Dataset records
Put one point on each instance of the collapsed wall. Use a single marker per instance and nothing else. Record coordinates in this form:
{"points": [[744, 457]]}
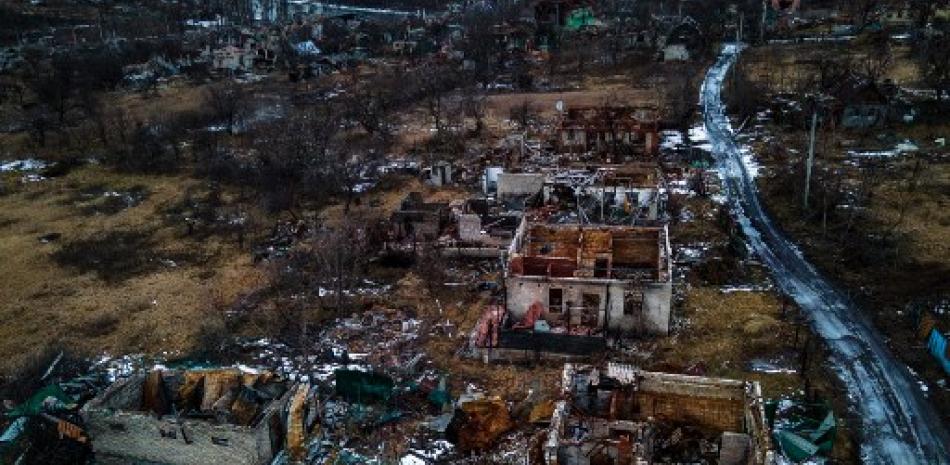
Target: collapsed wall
{"points": [[127, 422], [622, 415]]}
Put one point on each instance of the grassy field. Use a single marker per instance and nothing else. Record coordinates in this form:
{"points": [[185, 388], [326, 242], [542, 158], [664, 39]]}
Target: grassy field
{"points": [[149, 296]]}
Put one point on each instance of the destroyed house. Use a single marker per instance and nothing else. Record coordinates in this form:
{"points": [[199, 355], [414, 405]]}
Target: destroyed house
{"points": [[622, 415], [613, 193], [212, 417], [556, 12], [591, 280], [860, 103], [487, 222], [619, 131], [417, 220]]}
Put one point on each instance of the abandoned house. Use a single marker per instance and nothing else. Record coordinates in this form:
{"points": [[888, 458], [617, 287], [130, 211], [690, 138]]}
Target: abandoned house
{"points": [[591, 279], [621, 415], [860, 103], [488, 223], [212, 417], [680, 36], [615, 194], [518, 185], [556, 12], [618, 131], [417, 220], [570, 289]]}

Set task —
Express every line of the records above as a JSON list of strings, one string per line, with blank lines omitted. Leave out the pictures.

Written answer —
[
  "Put one point on each instance of the collapsed wall. Use a single marker per instance and nothing else. Record coordinates in this form:",
  "{\"points\": [[744, 457]]}",
  "Target: collapsed wall",
  "{\"points\": [[127, 422], [622, 415]]}",
  "Put one point on each instance of the grassy field. Use a single marker per instance and nothing else. Record coordinates in this form:",
  "{\"points\": [[185, 388], [326, 242], [542, 158], [664, 39]]}",
  "Target: grassy field",
  "{\"points\": [[149, 296]]}",
  "Put one point on each instance of the destroyed house. Use a single marker per instance and nothing else. Record coordinates in this form:",
  "{\"points\": [[199, 355], [414, 405]]}",
  "Target: destroyed house",
  "{\"points\": [[622, 415], [613, 193], [212, 417], [556, 12], [591, 280], [860, 103], [487, 222], [619, 131], [417, 220]]}",
  "Put one point on each instance of the abandoned house. Use a single marker per instance and nothing else. Record coordinates in this form:",
  "{\"points\": [[888, 458], [617, 287], [130, 211], [690, 138]]}",
  "Target: abandoned house",
  "{\"points\": [[591, 279], [621, 415], [860, 103], [488, 223], [212, 417], [680, 36], [615, 194], [518, 185], [556, 12], [618, 131], [417, 220], [570, 289]]}"
]